Task prompt:
Leave out the pictures and repeat the rest of the material exactly.

══ Information shown

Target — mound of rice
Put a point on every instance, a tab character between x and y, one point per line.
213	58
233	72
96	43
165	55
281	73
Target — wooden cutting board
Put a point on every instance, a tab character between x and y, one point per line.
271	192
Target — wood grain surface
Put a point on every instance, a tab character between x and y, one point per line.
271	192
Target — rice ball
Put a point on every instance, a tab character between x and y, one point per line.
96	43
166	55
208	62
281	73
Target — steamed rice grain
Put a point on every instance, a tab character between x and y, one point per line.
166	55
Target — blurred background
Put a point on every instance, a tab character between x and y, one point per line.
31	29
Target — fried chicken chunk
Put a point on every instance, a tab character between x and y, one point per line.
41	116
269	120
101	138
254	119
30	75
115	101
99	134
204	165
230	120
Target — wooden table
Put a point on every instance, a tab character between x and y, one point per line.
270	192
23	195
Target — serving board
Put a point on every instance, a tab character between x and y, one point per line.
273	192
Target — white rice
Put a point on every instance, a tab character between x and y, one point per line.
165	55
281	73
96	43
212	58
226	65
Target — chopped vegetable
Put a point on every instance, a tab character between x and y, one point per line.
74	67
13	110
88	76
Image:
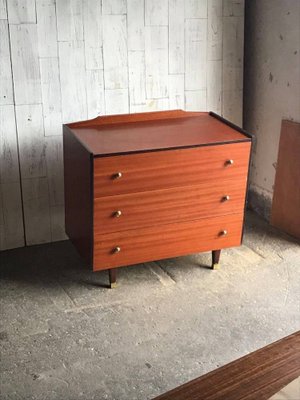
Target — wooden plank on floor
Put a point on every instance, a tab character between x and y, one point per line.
285	213
6	86
257	375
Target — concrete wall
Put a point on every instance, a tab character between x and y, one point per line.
271	86
68	60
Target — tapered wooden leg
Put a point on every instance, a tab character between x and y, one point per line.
112	277
215	259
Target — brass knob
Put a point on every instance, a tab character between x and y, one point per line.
229	162
118	175
225	198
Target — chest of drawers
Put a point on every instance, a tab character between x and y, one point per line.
148	186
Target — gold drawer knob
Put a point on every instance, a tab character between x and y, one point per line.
117	214
229	162
117	175
225	198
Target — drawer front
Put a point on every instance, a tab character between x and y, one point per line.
166	169
171	240
138	210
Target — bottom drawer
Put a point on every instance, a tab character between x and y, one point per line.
163	241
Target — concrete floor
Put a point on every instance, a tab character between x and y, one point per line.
64	335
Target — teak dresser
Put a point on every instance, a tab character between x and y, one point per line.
148	186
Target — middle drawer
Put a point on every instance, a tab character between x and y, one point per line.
137	210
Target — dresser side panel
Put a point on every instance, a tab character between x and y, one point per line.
78	180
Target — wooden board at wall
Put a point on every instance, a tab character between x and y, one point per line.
285	213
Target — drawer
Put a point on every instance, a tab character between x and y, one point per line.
138	210
165	169
165	241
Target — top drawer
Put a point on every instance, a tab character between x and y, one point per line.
171	168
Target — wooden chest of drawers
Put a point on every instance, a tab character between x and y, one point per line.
148	186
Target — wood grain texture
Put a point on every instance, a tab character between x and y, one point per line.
141	74
285	213
156	60
156	207
6	83
11	218
69	20
195	100
166	169
143	132
232	70
214	30
54	163
78	208
21	11
196	9
93	41
114	7
156	12
176	37
95	92
163	241
31	141
9	161
116	101
214	86
25	64
195	54
115	51
258	375
72	78
51	96
46	28
3	9
36	210
176	91
138	117
135	24
137	90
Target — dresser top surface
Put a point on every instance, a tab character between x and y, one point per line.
131	133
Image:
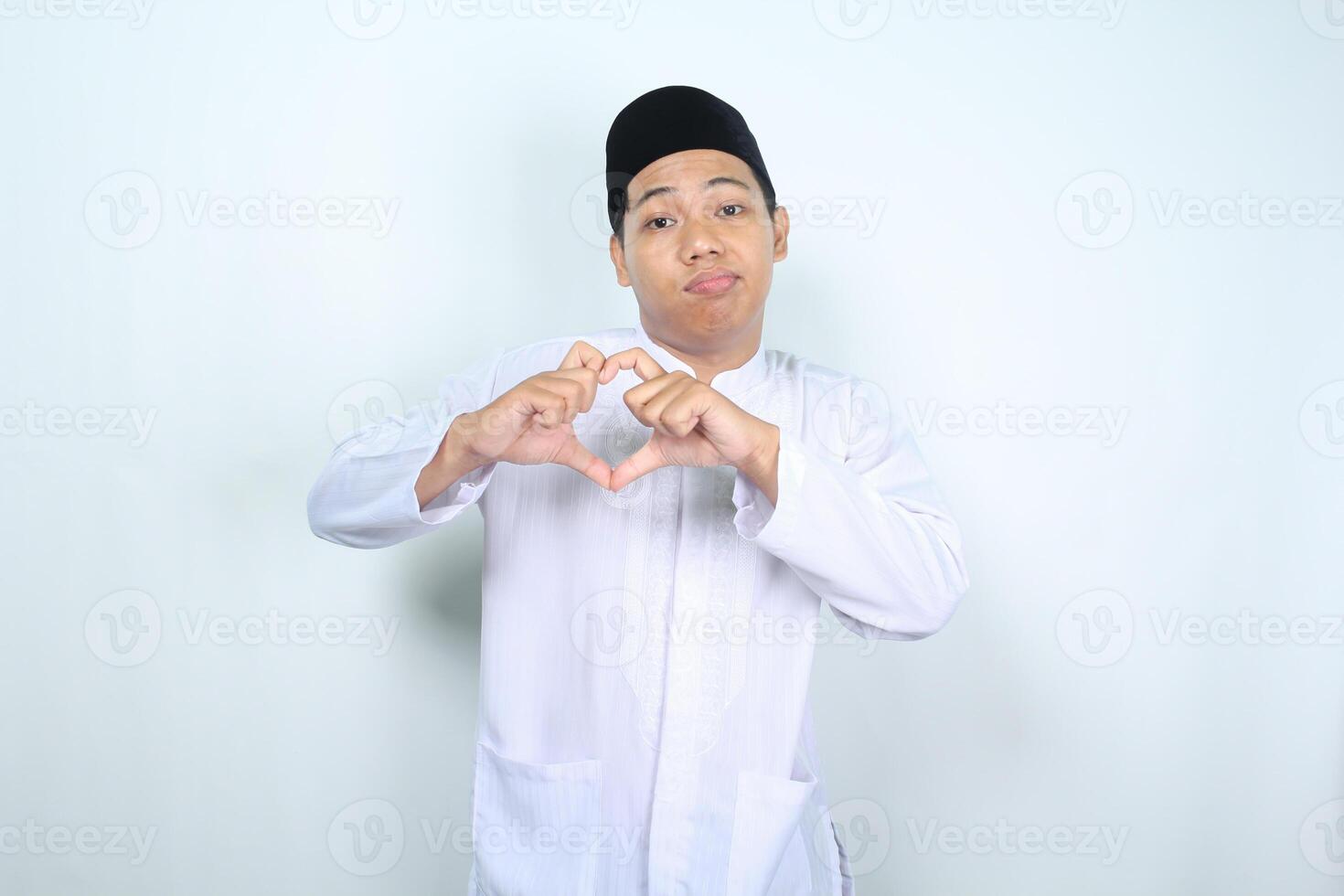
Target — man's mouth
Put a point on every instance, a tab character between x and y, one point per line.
712	283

════

Answer:
Target — mound of rice
Put a point on every instance, a tab character between x and y, one point per line.
213	58
233	72
96	43
165	55
281	73
Target — wooden cutting board
Put a point on every instance, a tab character between x and y, one point per line.
271	192
Target — wood grain surface
Put a point on every instance, a tab character between x and y, one point per line.
271	192
Target — rice ball
Put a point on every instance, a tab character between x and y, one point per line.
96	43
166	55
208	62
281	73
Target — steamed rice grain
Put a point on every instance, a tab character between x and y, one point per line.
166	55
Target — blurred background
Put a point on every instance, a tab character between x and y, one point per line.
31	29
Target — fried chicken chunk
Put a point on every instance, a tab character between x and y, one point per line.
41	116
269	120
101	138
254	119
30	75
115	101
99	134
204	165
230	120
Target — wooden table
Put a point on every instance, a tab character between x and y, one point per line.
270	192
23	195
Target — serving board
Put a point on every instance, a tab character between x and y, one point per line.
273	192
Target — white rice
Put a point on every instance, a tab character between x and y, one point per line.
165	55
281	73
96	43
212	58
226	65
Target — chopped vegetable
Put a point on every instance, a tab character between x and y, one point per line.
74	67
13	110
88	76
Image:
Target — wooden plank on floor
Put a point on every instance, a tab character between x and y, one point per line.
285	213
6	86
257	375
Target — concrete wall
Put a point on every instance, a tab character between x and y, one point per line.
271	86
68	60
Target — tapered wooden leg
Put a point on every instance, a tab character between x and y, one point per line.
112	277
215	259
Target — brass knob
Put a point on every instance, a tab character between x and y, one point per line.
229	162
118	175
225	198
Target — chest of drawers
Put a point on every instance, a tab character between x and y, one point per line.
148	186
Target — gold drawer knob
Put a point on every instance, a tab character between x and y, one point per line.
117	214
229	162
117	175
225	198
Target — drawer front
Put a point on every instance, a tab character between x and y, one point per line.
166	169
171	240
138	210
Target — bottom drawer
Put a point on every instance, a tab character between x and y, one point per line.
163	241
Target — concrete floor
Put a point on every instance, a tab character between x and y, one point per line.
64	335
Target — teak dresser
Put a point on every instance, a tab character between x and y, one point per line.
148	186
Target — middle drawer
Put a point on every instance, a tab character between x and y, one point per line.
137	210
Target — dresser side panel
Put a point on every instance, a tab character between x and y, one point per line.
78	180
Target — wooden board at wall
Put a point on every instance, a tab character between x and y, one point per line.
285	213
Target — drawer
Put a point on every instance, a tab character between x and y, one point per line.
138	210
165	169
165	241
Target — top drawer
Put a point on every instance, a tab character between x and y, one point per line.
171	168
Target — wooden chest of drawers
Put a point on every instance, a tab character between x and y, one point per line.
148	186
Target — wood grain texture
Put a point on every instance, a tab character between x and y, one point per line.
141	74
285	213
156	60
156	207
6	83
11	218
69	20
195	100
166	169
143	132
232	70
214	30
54	163
78	208
21	11
196	9
93	41
114	7
156	12
176	37
95	92
163	241
31	141
9	161
116	101
214	86
25	64
195	54
115	51
258	375
72	78
51	96
46	28
3	9
36	210
176	91
138	117
135	24
137	90
Target — dresser top surface
Put a point on every instance, a tab character between x and y, one point per line.
131	133
Image:
Target — man's mouth
Put a point on every instance, a tab character between x and y, one point per line.
712	283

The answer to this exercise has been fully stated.